** start **

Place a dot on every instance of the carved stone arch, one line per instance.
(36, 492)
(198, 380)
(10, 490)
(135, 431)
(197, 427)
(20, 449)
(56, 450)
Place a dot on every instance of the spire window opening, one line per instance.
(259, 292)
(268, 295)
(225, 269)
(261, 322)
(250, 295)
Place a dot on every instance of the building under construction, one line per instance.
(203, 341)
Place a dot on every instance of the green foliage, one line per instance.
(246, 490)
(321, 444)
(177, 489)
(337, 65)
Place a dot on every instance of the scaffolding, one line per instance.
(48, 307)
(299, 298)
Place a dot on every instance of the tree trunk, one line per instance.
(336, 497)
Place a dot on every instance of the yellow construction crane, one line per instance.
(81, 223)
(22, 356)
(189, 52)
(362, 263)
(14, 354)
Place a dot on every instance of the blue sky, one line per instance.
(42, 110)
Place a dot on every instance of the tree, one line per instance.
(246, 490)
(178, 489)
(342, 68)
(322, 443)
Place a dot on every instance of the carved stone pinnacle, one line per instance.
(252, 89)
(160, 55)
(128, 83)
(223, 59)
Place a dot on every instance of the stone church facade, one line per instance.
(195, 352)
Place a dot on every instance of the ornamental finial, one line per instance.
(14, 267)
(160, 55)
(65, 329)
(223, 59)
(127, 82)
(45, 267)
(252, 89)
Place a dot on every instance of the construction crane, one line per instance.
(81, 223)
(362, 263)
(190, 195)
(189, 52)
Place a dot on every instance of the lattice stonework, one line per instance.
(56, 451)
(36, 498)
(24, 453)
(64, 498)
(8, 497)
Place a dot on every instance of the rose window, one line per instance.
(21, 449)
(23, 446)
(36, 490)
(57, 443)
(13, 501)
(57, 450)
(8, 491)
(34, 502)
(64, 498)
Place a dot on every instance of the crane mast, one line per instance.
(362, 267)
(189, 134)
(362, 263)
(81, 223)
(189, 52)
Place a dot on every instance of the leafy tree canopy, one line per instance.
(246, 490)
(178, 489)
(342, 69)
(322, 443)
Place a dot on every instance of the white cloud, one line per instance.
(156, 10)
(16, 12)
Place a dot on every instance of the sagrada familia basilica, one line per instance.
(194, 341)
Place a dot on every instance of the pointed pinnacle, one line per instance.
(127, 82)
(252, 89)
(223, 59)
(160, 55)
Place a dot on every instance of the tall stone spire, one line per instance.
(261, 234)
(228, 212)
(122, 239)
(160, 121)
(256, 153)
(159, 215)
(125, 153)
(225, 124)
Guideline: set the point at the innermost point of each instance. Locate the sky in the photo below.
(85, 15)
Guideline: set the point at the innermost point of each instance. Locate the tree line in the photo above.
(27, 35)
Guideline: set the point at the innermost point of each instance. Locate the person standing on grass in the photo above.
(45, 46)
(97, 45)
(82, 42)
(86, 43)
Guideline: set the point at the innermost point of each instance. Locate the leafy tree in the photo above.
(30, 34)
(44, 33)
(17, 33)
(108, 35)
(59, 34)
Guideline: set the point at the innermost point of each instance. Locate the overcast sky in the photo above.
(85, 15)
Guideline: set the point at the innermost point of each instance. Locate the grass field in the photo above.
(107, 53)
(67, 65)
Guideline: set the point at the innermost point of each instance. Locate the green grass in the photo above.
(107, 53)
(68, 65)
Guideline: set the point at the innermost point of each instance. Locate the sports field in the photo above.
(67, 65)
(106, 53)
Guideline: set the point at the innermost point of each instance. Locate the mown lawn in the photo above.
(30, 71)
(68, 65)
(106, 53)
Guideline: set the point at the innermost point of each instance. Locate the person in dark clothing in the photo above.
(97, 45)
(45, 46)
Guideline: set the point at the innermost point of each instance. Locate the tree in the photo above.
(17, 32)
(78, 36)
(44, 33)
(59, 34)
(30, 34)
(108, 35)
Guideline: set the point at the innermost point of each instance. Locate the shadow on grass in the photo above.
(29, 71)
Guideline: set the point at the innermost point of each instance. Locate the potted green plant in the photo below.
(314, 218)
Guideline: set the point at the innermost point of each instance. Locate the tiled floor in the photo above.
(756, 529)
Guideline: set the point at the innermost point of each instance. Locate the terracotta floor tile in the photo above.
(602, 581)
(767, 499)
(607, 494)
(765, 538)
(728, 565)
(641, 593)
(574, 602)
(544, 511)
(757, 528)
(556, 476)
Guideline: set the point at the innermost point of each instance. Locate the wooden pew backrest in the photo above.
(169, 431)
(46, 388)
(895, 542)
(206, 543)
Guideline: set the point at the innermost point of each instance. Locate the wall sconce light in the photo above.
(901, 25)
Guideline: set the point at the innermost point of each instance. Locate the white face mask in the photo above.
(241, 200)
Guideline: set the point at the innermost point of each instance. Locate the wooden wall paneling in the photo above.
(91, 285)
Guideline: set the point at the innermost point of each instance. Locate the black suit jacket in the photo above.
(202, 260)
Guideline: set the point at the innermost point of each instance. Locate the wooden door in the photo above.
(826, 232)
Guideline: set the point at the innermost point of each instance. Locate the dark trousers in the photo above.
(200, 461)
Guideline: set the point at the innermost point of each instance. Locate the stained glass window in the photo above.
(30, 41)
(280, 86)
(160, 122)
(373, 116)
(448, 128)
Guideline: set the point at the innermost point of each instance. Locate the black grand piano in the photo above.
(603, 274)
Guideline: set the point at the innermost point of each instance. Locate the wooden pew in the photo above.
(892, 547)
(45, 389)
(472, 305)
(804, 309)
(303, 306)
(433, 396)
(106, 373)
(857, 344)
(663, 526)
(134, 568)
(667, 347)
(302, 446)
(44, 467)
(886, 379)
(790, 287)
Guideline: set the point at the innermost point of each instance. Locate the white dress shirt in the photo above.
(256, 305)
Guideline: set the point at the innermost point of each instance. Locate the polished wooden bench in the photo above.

** end **

■ What you should do:
Output each record precisely as given.

■ Solved problem:
Place a dot on every instance of the carved stone arch, one line per instance.
(36, 492)
(198, 380)
(10, 490)
(135, 431)
(197, 427)
(20, 449)
(56, 450)
Place a dot on every instance of the spire window opening, one line per instance.
(259, 292)
(268, 295)
(225, 269)
(261, 322)
(250, 295)
Place a dot on every instance of the building under construction, one line per instance.
(203, 341)
Place a dot on every instance of the green foliage, one line per instance.
(246, 490)
(321, 444)
(177, 489)
(337, 65)
Place a dot on every instance of the scaffolding, one line per instance.
(48, 307)
(299, 298)
Place a dot on every instance of the tree trunk, one line per instance.
(336, 497)
Place a dot on every instance of the yellow construction crane, one line per instance.
(81, 223)
(22, 356)
(189, 52)
(362, 263)
(14, 354)
Place a dot on every instance of the blue sky, one line per instance.
(42, 110)
Place a dot on every instance of the tree, one line per instance.
(246, 490)
(178, 489)
(342, 68)
(322, 443)
Place a dot on every instance of the carved stone pinnacle, one line per instance.
(252, 89)
(160, 55)
(128, 83)
(223, 59)
Place a dot on every instance of the stone church facade, one line per instance.
(195, 352)
Place a dot on every instance of the ornamental finial, one line per instance.
(14, 267)
(160, 55)
(65, 329)
(223, 59)
(127, 82)
(45, 267)
(252, 89)
Place a dot on every instance of the construction crane, one line per instance.
(81, 223)
(362, 263)
(190, 195)
(189, 52)
Place a dot on every instance of the lattice stonework, one line per instance.
(56, 451)
(36, 498)
(24, 453)
(64, 498)
(8, 497)
Place a dot on every instance of the rose window, one line per instance.
(21, 449)
(23, 446)
(36, 490)
(57, 443)
(13, 501)
(57, 450)
(8, 491)
(34, 502)
(64, 498)
Place a dot on every instance of the crane mast, one line per instance.
(362, 267)
(189, 134)
(362, 263)
(81, 223)
(189, 52)
Place a dot on every instance of the leafy tree canopy, one line per instance.
(246, 490)
(178, 489)
(342, 69)
(322, 443)
Place a dot on every instance of the white cloud, one line per instance.
(156, 10)
(16, 12)
Place a dot on every instance of the sagrada familia basilica, one line per instance.
(194, 341)
Place a dot on every instance of the pointed pinnacle, one line per instance.
(127, 82)
(252, 89)
(223, 59)
(160, 55)
Place a dot on every instance of the tall stone spire, one line per instance.
(261, 234)
(228, 212)
(122, 239)
(160, 121)
(256, 153)
(159, 215)
(125, 153)
(225, 124)
Guideline: set the point at the innermost point of each instance. Locate the sky in the photo below.
(85, 15)
Guideline: set the point at the innermost point of each instance. Locate the tree line in the photo above.
(27, 35)
Guideline: set the point at the innermost point of each instance. Locate the person standing on grass in the photo above.
(45, 46)
(97, 45)
(82, 42)
(86, 43)
Guideline: set the point at the innermost point of each instance. Locate the leafy tree in the photo above.
(30, 34)
(44, 33)
(17, 33)
(108, 35)
(59, 34)
Guideline: set the point at the innermost point of each instance. Locate the overcast sky in the photo above.
(85, 15)
Guideline: set the point at the innermost point of each instance. Locate the grass field in the photo above.
(107, 53)
(67, 65)
Guideline: set the point at the innermost point of each instance. Locate the green grass in the photo above.
(107, 53)
(68, 65)
Guideline: set the point at the innermost point of each instance. Locate the sports field in the photo above.
(67, 65)
(106, 53)
Guideline: set the point at the innermost point of each instance. Locate the mown lawn in the photo above.
(30, 71)
(68, 65)
(106, 53)
Guideline: set the point at the innermost point of each instance. Locate the person in dark clothing in the photo above.
(97, 45)
(45, 46)
Guideline: set the point at the innermost point of each instance. Locate the tree in the photo above.
(17, 32)
(78, 36)
(44, 33)
(59, 34)
(30, 34)
(108, 35)
Guideline: set the point at the innermost point of each instance. Locate the shadow on grass in the photo above.
(29, 71)
Guideline: set the point at the innermost point of each instance. Locate the potted green plant in the photo below.
(314, 218)
Guideline: set the point at the innermost point of each instance. Locate the tiled floor in the photo above.
(756, 529)
Guideline: set the point at the innermost point of each instance. Locate the terracotta floor tile in the photo above.
(602, 581)
(767, 499)
(607, 494)
(765, 538)
(728, 565)
(641, 593)
(574, 602)
(544, 511)
(757, 528)
(556, 476)
Guideline: set the point at the innermost point of each instance. Locate the wooden pew backrest in the photo above.
(169, 431)
(46, 388)
(895, 542)
(206, 543)
Guideline: set the point at the innermost point of each instance. Locate the wall sconce light in the photo above.
(901, 25)
Guideline: set the point at the innermost point of each instance. Locate the white face mask in the photo above.
(241, 200)
Guideline: set the point at the innermost point of each instance. Locate the wooden wall paneling in the photo above.
(91, 285)
Guideline: set the point at the innermost point of each instance. Locate the black suit jacket in the photo above.
(202, 260)
Guideline: set the point at the innermost point of each instance. Locate the wooden door in the photo above.
(826, 232)
Guideline: set the point at the innermost point of each instance. Locate the dark trousers in the photo above.
(200, 461)
Guideline: set the point at the innermost point of each instance. Locate the stained glass window in the photo above.
(30, 41)
(280, 86)
(160, 122)
(373, 116)
(448, 128)
Guideline: set the point at the innermost point of each instance. Locate the black grand piano in the photo above.
(603, 274)
Guideline: set the point at the innermost point of each instance. Locate the wooden pew in the photo above.
(892, 547)
(45, 389)
(472, 305)
(804, 309)
(303, 306)
(433, 396)
(106, 373)
(857, 344)
(663, 526)
(134, 568)
(667, 347)
(302, 446)
(44, 467)
(886, 379)
(790, 287)
Guideline: set the point at the innermost point of each instance. Locate the white dress shirt in the photo above.
(256, 305)
Guideline: set the point at the innermost point of each instance. Locate the polished wooden bench in the photo above.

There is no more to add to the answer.